EXCERPT TO READ →
Stay safe. And as a truly final word for now, stolen from someone much smarter and more eloquent than me but because I only saw it on Twitter and failed to note the author: “Try to remember that you aren’t really working from home now. You are staying home in order to live through a pandemic and you are also trying to work.”

Cute story? No. Chance for Cutestory reference? Yes.

♫ You’re a crook, Captain Hook / / Judge, won’t you throw the book at the pirate… ♫

For me, much as I’m certain it likely is for you, it is now “Day Something” (I’ve lost track) of surviving a pandemic. I hope that you are doing all that you need to do to both stay safe and take the appropriate steps to value your mental health and overall wellness.

What I had originally envisioned for a post for today was going to be something that sort of collected a variety of instances of attorneys being jerks and emphasizing how incongruous such behavior is with our current reality, but Michael Kennedy, the chief disciplinary counsel for Vermont, has already done that better than I might have, so here’s a link to his post on that subject.

Instead, I’m going to talk about a very specific, pre-pandemic incident that involves a maritime lawyer and, thus, gives me an excuse to talk about bingeworthy television, and specifically, my absolute favorite comedic television program of all time, Arrested Development.

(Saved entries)
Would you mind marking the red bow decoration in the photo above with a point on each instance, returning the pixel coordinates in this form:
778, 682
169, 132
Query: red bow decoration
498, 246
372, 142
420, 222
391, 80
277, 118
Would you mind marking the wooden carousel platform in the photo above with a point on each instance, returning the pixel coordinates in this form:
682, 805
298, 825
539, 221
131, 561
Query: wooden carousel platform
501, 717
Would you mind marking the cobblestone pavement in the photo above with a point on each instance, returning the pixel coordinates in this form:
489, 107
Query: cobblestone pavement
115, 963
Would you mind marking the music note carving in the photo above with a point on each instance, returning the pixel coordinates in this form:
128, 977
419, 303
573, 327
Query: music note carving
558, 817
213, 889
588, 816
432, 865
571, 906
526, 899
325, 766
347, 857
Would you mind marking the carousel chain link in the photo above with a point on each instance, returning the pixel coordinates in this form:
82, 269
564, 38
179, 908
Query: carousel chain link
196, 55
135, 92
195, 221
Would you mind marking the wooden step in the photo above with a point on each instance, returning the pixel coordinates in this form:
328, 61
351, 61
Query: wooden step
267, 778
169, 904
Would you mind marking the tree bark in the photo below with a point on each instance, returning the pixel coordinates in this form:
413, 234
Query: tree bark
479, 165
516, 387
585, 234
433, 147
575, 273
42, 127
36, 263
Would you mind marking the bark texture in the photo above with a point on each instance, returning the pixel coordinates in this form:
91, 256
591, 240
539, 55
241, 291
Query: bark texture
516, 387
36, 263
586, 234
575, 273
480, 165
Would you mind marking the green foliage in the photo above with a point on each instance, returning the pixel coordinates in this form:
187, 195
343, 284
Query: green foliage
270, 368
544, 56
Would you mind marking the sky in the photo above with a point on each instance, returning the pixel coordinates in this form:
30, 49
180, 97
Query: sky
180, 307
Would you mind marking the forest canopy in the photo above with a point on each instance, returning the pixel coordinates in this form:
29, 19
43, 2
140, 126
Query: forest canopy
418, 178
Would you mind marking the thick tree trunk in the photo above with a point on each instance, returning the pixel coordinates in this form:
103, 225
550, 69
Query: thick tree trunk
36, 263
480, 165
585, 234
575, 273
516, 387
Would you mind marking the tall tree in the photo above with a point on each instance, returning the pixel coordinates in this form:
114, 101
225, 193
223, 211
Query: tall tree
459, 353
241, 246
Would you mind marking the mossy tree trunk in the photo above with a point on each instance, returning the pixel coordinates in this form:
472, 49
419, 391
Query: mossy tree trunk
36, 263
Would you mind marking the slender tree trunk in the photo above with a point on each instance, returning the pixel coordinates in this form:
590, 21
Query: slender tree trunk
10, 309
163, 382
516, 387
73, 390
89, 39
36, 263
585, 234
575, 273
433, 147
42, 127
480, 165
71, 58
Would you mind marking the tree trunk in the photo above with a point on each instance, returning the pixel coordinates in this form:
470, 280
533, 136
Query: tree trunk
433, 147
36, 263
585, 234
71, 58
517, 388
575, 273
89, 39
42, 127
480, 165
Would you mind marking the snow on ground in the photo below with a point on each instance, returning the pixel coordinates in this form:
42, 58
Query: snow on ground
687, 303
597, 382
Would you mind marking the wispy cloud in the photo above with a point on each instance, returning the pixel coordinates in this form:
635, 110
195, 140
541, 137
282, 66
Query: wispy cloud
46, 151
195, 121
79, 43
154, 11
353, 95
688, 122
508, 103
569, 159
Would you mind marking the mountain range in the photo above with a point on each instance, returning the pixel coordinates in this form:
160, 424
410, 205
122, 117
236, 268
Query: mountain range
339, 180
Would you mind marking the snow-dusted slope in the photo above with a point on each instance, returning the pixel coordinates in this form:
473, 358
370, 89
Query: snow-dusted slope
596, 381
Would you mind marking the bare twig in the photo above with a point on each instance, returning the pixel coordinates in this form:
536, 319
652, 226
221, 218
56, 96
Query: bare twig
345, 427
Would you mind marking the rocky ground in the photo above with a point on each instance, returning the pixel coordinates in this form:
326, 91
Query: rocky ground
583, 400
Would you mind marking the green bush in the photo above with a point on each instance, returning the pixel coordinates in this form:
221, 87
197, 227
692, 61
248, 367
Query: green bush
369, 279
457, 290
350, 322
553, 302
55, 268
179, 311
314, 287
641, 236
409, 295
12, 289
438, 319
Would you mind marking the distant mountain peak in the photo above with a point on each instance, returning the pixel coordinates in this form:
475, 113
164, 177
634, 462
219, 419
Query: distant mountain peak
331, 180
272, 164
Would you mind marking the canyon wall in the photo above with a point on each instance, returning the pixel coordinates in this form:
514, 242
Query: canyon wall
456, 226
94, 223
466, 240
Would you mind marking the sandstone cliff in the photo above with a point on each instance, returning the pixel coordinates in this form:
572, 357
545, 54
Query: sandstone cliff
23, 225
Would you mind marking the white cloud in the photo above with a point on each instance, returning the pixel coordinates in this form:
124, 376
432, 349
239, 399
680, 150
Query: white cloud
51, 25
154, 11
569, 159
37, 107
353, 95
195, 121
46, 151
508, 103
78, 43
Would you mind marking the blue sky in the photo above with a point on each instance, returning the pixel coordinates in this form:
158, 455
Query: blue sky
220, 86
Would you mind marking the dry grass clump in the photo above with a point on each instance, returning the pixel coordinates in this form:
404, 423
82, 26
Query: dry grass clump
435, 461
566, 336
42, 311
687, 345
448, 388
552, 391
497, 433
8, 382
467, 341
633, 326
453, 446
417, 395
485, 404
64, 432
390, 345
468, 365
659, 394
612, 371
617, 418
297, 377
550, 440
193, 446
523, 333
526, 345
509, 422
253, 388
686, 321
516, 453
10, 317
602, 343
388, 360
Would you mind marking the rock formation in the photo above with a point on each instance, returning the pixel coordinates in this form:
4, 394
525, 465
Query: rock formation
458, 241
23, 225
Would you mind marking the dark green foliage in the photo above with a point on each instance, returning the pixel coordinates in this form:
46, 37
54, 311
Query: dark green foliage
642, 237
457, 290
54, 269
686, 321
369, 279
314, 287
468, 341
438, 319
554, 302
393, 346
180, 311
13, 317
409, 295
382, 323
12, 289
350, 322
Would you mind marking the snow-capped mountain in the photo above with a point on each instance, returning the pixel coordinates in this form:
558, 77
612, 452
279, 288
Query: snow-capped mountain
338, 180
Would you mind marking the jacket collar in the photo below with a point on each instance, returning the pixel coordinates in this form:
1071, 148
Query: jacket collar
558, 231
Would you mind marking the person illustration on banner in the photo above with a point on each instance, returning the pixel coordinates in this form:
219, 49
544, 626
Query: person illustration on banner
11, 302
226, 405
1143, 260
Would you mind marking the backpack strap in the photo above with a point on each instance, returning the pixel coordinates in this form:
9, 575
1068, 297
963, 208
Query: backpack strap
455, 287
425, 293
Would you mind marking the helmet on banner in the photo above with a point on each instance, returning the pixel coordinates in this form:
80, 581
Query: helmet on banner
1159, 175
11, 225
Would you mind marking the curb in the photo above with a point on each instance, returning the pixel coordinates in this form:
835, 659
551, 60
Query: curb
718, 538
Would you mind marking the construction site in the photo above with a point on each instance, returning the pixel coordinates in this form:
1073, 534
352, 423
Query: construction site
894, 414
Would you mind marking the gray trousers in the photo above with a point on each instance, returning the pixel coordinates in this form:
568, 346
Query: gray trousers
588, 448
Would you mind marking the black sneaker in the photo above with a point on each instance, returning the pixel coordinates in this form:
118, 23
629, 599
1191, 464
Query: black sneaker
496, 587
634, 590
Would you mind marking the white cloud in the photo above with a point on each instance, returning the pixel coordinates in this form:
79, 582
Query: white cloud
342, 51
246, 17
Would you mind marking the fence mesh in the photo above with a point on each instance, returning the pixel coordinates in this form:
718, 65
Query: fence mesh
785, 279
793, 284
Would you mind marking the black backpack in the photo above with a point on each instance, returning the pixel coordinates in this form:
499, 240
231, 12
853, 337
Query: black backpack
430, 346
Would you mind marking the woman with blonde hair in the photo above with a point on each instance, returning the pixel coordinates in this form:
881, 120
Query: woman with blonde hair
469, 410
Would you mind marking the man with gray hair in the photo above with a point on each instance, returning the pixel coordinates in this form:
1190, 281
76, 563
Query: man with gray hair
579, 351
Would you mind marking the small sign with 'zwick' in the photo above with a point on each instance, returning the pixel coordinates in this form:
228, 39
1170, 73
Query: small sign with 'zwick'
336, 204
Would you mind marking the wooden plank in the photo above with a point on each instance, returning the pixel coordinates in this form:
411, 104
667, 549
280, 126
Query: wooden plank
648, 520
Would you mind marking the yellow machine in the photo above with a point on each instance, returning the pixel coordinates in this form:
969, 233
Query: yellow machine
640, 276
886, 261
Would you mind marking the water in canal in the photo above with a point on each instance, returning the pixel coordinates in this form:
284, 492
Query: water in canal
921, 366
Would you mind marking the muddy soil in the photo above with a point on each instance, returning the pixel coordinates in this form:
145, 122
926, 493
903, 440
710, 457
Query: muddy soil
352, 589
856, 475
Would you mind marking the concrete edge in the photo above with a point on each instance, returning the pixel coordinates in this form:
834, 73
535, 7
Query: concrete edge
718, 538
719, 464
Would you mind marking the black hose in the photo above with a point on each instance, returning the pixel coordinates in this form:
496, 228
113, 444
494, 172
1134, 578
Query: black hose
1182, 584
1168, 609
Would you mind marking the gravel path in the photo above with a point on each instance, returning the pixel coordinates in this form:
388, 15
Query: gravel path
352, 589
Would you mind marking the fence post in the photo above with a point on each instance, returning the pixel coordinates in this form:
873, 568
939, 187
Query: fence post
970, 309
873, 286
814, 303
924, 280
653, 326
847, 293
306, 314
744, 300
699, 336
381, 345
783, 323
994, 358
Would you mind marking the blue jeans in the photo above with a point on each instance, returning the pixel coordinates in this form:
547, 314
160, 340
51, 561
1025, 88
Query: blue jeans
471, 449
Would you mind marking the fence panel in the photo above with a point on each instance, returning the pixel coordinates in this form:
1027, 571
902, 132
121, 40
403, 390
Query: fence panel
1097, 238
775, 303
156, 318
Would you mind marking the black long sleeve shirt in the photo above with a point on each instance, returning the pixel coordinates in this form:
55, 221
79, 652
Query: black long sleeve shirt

WORK ORDER 1 →
Translate this sentence from the excerpt into Spanish: "I hope that you are doing all that you need to do to both stay safe and take the appropriate steps to value your mental health and overall wellness."
WORK ORDER 2 →
Answer these questions using the excerpt:
(a) Where did the writer see the quoted remark about working from home?
(b) What position does Michael Kennedy hold?
(c) What does the writer call their absolute favorite comedic television program of all time?
WORK ORDER 3 →
Reproduce the stretch of the excerpt from "For me, much" through "and overall wellness.".

RESULT 1 →
Espero que estés haciendo todo lo que necesitas hacer tanto para mantenerte a salvo como para tomar las medidas adecuadas para valorar tu salud mental y tu bienestar general.

RESULT 2 →
(a) On Twitter.
(b) Chief disciplinary counsel for Vermont.
(c) Arrested Development.

RESULT 3 →
For me, much as I’m certain it likely is for you, it is now “Day Something” (I’ve lost track) of surviving a pandemic. I hope that you are doing all that you need to do to both stay safe and take the appropriate steps to value your mental health and overall wellness.